[Data listing Boundary: Start]
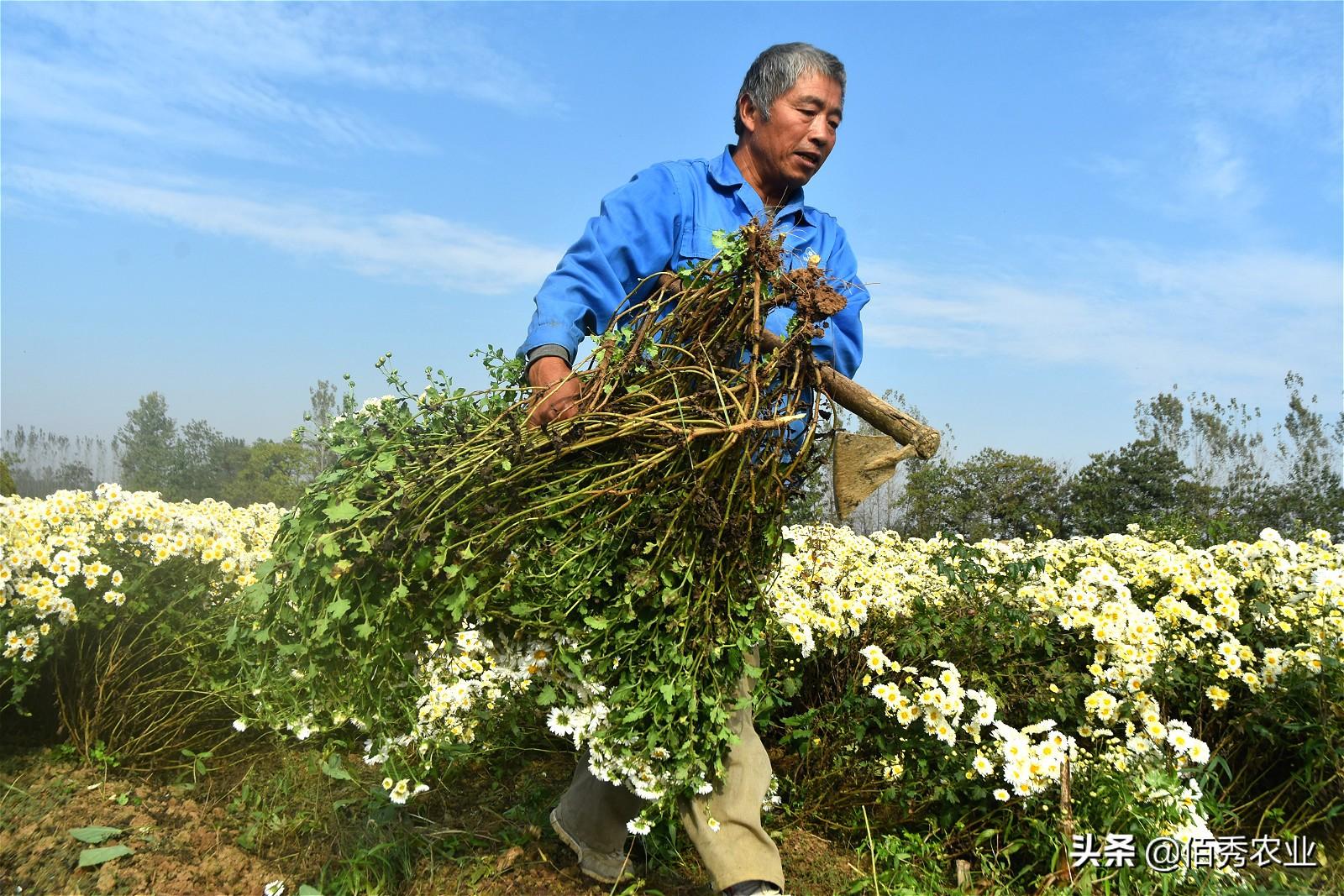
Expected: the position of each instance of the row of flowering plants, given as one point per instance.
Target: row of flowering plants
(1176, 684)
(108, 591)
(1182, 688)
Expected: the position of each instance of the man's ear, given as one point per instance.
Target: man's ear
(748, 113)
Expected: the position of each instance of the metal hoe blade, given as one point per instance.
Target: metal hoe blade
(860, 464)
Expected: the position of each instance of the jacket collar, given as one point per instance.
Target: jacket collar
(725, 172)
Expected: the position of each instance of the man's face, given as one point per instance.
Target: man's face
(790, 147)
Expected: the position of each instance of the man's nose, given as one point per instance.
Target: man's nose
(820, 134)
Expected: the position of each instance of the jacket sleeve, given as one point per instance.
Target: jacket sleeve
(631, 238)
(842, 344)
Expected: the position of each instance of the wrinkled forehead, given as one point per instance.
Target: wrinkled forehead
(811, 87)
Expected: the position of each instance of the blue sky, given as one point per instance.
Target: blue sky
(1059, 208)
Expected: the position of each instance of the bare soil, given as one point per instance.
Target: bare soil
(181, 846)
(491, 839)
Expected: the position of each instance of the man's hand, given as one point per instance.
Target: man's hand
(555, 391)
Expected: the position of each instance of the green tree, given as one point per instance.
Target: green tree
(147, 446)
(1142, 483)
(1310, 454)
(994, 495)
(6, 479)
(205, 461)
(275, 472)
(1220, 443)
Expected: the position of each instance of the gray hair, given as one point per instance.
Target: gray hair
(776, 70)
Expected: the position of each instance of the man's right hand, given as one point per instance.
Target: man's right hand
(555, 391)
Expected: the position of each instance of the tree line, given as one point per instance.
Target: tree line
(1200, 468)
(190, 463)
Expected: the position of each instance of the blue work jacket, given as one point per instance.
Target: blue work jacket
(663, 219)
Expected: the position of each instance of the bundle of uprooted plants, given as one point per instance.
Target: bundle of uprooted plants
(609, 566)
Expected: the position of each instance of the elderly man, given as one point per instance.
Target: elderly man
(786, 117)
[Data listing Boundary: End]
[Data listing Boundary: Start]
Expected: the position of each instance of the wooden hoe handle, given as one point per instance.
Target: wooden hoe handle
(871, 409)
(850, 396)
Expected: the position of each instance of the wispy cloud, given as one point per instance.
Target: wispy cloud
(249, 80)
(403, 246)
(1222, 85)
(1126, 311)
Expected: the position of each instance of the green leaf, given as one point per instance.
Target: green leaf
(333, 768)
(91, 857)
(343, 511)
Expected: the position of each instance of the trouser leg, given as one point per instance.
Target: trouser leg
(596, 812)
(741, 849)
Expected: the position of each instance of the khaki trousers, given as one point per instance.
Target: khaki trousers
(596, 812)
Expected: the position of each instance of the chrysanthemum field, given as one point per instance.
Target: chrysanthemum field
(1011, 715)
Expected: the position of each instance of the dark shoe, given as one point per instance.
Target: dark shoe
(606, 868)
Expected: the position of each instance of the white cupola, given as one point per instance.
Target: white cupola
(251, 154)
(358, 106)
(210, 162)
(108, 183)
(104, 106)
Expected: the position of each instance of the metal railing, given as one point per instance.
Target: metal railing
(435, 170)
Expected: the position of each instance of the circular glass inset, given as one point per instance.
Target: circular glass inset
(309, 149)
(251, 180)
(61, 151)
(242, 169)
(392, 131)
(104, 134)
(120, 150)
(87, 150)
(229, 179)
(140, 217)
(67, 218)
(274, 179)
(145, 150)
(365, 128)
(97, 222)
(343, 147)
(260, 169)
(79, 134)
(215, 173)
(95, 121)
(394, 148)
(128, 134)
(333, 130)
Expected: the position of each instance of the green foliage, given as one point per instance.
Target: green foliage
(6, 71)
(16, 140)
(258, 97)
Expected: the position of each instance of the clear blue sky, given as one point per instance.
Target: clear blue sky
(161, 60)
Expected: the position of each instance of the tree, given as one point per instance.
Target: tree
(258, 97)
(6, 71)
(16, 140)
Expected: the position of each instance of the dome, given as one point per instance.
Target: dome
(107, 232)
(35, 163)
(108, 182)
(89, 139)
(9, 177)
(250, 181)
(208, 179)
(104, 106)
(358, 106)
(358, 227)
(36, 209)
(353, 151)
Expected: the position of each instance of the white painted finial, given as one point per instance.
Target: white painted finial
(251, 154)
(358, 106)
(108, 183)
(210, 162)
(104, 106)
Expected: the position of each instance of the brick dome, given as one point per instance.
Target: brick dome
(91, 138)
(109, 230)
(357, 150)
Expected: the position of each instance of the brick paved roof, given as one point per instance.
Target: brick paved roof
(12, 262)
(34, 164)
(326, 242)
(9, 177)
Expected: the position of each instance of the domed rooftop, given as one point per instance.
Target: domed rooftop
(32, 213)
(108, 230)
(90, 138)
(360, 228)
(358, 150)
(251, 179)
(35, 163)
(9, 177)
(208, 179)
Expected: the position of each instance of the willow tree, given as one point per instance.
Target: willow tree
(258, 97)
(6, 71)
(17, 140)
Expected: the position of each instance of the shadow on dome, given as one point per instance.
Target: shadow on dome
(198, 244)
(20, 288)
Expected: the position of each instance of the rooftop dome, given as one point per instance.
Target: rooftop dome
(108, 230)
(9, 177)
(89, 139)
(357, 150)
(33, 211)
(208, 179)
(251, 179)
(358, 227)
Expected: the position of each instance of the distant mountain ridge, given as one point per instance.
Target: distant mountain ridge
[Data listing Boundary: End]
[Data listing Boundary: Start]
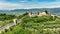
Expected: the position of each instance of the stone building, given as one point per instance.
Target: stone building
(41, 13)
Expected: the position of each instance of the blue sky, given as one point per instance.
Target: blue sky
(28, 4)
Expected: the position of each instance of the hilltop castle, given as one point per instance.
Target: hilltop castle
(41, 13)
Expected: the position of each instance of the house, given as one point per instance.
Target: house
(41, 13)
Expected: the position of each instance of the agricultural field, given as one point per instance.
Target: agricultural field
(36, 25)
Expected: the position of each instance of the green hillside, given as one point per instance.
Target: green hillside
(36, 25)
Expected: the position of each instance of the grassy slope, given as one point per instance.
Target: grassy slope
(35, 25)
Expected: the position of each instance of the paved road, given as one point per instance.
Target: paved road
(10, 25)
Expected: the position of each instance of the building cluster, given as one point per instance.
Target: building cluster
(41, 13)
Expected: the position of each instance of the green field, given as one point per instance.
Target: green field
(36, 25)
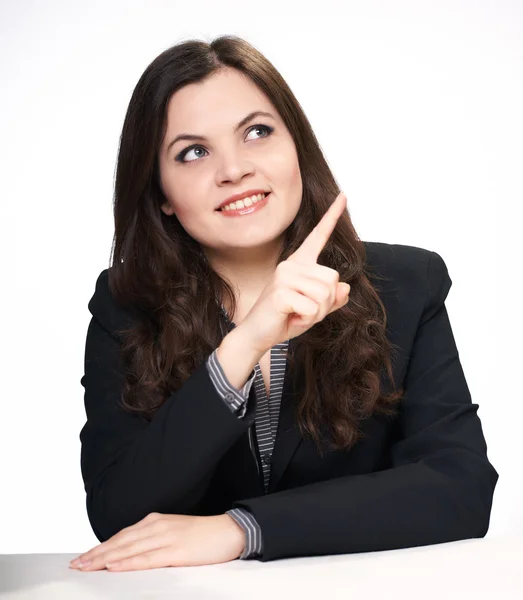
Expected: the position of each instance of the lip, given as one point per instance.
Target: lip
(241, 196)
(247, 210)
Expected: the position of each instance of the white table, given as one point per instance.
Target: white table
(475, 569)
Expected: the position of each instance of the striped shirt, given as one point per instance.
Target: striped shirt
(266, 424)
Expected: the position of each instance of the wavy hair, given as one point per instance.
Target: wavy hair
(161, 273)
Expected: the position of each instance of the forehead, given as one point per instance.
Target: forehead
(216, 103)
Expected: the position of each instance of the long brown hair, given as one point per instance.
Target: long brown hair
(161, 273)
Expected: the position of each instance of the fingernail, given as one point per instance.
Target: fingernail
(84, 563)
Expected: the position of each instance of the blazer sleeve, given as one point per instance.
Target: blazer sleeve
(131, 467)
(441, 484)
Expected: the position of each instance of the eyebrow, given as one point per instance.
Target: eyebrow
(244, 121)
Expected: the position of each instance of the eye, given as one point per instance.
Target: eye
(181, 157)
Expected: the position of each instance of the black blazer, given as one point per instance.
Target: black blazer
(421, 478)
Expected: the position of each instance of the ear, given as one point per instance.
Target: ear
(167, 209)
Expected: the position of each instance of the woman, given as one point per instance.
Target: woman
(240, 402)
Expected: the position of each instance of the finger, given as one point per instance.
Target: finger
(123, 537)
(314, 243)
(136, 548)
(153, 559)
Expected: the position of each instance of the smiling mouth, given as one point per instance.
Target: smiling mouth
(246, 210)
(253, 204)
[Data listing Boundary: End]
- What is being asked -
In the listing above, how many lines have the string "ridge" in them? Reply with only the figure.

- Solution to the problem -
2